| WORK TO DO |
Return every one of the records below word for word, keeping each line unchanged and in the same order.

— Start —

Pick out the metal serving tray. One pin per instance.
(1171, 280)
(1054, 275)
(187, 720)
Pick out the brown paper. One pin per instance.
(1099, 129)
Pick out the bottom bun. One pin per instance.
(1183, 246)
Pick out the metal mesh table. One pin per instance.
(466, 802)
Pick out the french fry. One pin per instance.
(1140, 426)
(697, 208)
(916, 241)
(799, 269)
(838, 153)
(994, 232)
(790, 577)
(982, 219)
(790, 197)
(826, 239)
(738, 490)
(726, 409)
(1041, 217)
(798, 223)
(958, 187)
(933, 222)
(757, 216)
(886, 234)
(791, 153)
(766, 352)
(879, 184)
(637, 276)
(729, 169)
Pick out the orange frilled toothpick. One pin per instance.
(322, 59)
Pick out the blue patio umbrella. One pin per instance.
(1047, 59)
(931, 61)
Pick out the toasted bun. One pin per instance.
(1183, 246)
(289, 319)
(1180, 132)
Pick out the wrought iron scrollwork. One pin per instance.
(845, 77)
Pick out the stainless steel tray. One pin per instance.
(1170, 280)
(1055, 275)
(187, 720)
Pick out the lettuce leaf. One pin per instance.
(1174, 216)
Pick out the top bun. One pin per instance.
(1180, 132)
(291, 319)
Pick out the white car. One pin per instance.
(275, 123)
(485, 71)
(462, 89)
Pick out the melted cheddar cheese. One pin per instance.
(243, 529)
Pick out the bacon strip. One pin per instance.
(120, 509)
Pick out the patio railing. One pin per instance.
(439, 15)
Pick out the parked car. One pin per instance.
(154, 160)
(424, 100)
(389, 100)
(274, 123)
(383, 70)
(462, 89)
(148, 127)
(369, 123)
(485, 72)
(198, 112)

— End —

| THE OUTPUT |
Pick out the metal serving tray. One pin per instance.
(1171, 280)
(1054, 275)
(187, 720)
Pick out the brown paper. One pin per instance.
(1099, 129)
Pick out the bottom bun. One pin per instance.
(1183, 246)
Pick out the metal mesh table. One pin per instance.
(466, 802)
Pick out the french fry. One pin per instance.
(1140, 426)
(697, 208)
(916, 241)
(799, 269)
(838, 153)
(994, 232)
(790, 577)
(982, 219)
(790, 197)
(826, 239)
(738, 490)
(726, 409)
(1041, 217)
(798, 223)
(958, 187)
(933, 222)
(757, 216)
(886, 234)
(791, 153)
(766, 352)
(879, 184)
(637, 276)
(729, 169)
Pick out the orange frilled toothpick. One pin per instance.
(322, 59)
Pick out the blue patio umbrella. One pin per instance.
(1047, 59)
(931, 61)
Pick out the toasted bun. One pin per instance.
(1183, 246)
(289, 319)
(1180, 132)
Pick out the wrought iron scrollwork. One pin per instance.
(845, 77)
Pick out the stainless steel tray. One pin per instance.
(1170, 280)
(1055, 275)
(187, 720)
Pick out the lettuce leaf. One pin per instance.
(1174, 216)
Pick out the top bun. One pin per instance.
(1180, 132)
(291, 319)
Pick out the white car. One pin per instance.
(275, 123)
(485, 71)
(462, 89)
Pick out the melted cheddar cheese. One pin per instance.
(243, 529)
Pick out the bacon strip. One pin per instance.
(120, 509)
Pick out the patio railing. One pin per instance.
(439, 15)
Pick out the parked car. One pin per instance.
(154, 160)
(424, 100)
(389, 100)
(274, 123)
(383, 70)
(462, 89)
(148, 127)
(369, 123)
(485, 72)
(198, 112)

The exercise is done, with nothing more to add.